━━ SOURCE DATA

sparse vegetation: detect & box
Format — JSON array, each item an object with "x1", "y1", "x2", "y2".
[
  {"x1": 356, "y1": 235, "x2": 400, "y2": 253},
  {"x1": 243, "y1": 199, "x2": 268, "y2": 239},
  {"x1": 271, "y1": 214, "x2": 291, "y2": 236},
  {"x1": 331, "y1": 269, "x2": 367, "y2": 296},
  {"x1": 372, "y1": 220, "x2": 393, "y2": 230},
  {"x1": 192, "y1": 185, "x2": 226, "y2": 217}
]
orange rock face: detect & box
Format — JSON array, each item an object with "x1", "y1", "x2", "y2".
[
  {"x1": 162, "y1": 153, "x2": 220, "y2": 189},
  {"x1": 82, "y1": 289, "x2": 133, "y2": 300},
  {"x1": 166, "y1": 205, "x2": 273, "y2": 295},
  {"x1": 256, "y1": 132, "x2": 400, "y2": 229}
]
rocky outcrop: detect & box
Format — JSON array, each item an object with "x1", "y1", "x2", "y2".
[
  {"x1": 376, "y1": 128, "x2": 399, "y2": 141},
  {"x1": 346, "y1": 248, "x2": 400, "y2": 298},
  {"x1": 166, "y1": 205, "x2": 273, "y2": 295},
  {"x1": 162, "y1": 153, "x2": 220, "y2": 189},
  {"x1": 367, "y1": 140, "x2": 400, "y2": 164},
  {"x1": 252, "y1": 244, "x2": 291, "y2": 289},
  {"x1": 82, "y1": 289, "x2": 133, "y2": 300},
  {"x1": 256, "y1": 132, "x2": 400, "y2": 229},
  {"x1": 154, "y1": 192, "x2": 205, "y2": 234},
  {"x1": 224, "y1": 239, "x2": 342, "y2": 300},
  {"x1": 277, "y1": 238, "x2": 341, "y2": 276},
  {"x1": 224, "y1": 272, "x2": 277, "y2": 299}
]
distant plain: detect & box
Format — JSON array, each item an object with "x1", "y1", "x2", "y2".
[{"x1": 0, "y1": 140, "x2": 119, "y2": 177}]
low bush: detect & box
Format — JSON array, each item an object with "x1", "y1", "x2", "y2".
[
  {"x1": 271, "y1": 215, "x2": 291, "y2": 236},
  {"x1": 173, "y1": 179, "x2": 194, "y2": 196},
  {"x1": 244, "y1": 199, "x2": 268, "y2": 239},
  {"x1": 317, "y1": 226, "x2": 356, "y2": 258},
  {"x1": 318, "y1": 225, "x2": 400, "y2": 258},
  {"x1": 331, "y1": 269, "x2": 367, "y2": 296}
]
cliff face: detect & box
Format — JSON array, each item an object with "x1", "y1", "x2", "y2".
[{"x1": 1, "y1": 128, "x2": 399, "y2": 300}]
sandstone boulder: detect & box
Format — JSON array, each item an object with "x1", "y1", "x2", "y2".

━━━━

Transcribe each line of the data exactly, skipping none.

sparse vegetation: detect & box
Format — JSON array, each item an object with "x1", "y1", "x2", "y2".
[
  {"x1": 356, "y1": 235, "x2": 400, "y2": 253},
  {"x1": 243, "y1": 199, "x2": 268, "y2": 239},
  {"x1": 271, "y1": 214, "x2": 291, "y2": 236},
  {"x1": 331, "y1": 269, "x2": 367, "y2": 296},
  {"x1": 372, "y1": 220, "x2": 393, "y2": 230},
  {"x1": 192, "y1": 185, "x2": 226, "y2": 217}
]
orange rock face: detect & box
Format — JSON array, each item an object with "x1", "y1", "x2", "y2".
[
  {"x1": 162, "y1": 153, "x2": 220, "y2": 189},
  {"x1": 82, "y1": 289, "x2": 133, "y2": 300},
  {"x1": 166, "y1": 205, "x2": 273, "y2": 295},
  {"x1": 256, "y1": 132, "x2": 400, "y2": 229}
]
rocky outcrop: detect & box
Format — JSON array, each item an object with "x1", "y1", "x2", "y2".
[
  {"x1": 376, "y1": 128, "x2": 399, "y2": 141},
  {"x1": 346, "y1": 248, "x2": 400, "y2": 298},
  {"x1": 166, "y1": 205, "x2": 273, "y2": 295},
  {"x1": 162, "y1": 153, "x2": 220, "y2": 189},
  {"x1": 367, "y1": 140, "x2": 400, "y2": 164},
  {"x1": 252, "y1": 244, "x2": 291, "y2": 289},
  {"x1": 82, "y1": 289, "x2": 133, "y2": 300},
  {"x1": 256, "y1": 132, "x2": 400, "y2": 229},
  {"x1": 154, "y1": 192, "x2": 205, "y2": 234},
  {"x1": 224, "y1": 239, "x2": 342, "y2": 300},
  {"x1": 277, "y1": 238, "x2": 341, "y2": 276},
  {"x1": 224, "y1": 272, "x2": 277, "y2": 299}
]
distant plain: detect & box
Format — JSON array, each item an object with "x1", "y1", "x2", "y2".
[{"x1": 0, "y1": 140, "x2": 119, "y2": 177}]
low bush: detect & box
Format — JSON array, each item an object with "x1", "y1", "x2", "y2".
[
  {"x1": 271, "y1": 215, "x2": 291, "y2": 236},
  {"x1": 173, "y1": 179, "x2": 194, "y2": 196},
  {"x1": 244, "y1": 199, "x2": 268, "y2": 239},
  {"x1": 317, "y1": 226, "x2": 356, "y2": 258},
  {"x1": 318, "y1": 225, "x2": 400, "y2": 258},
  {"x1": 331, "y1": 269, "x2": 367, "y2": 296}
]
cliff face: detect & box
Format — JSON array, each item an object with "x1", "y1", "x2", "y2".
[{"x1": 1, "y1": 128, "x2": 399, "y2": 300}]
sandstone boulder: detect & box
Format — JSON array, each item an object with "x1", "y1", "x2", "y2".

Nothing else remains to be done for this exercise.